+++ Data supplied

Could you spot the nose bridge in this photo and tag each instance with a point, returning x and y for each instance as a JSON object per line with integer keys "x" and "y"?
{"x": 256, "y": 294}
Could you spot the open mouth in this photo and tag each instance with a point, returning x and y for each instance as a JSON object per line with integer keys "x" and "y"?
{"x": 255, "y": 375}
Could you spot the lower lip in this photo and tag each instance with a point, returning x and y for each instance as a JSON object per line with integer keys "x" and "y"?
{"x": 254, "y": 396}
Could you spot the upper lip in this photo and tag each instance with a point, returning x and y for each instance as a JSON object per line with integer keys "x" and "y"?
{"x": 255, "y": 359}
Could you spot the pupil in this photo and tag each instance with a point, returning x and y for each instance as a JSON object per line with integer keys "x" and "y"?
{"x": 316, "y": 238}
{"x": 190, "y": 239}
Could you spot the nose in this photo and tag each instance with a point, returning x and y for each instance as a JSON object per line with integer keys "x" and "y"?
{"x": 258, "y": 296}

++++++
+++ Data supplied

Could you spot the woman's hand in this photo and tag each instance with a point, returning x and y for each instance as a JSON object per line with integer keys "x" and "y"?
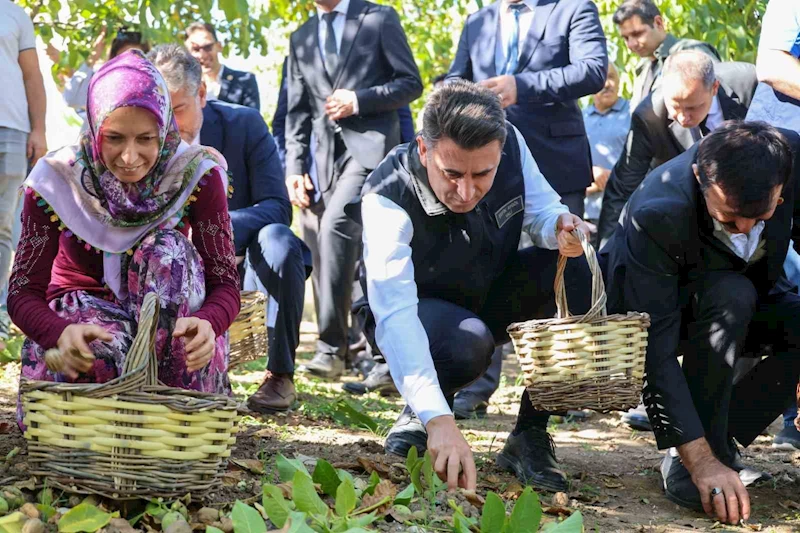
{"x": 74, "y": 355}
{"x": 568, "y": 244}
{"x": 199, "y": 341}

++++++

Pick out each line in the records that contains the word "nose" and copy those lines.

Could you spot the nose bridge in this photo and tag each instance with a point, returning x and y for each instance as a JSON object per line with integer keys "x" and "y"?
Could you spot the nose in this photo and tag each instance with a point, returning x and y for each instance as a JSON object per line with integer keys "x" and "y"?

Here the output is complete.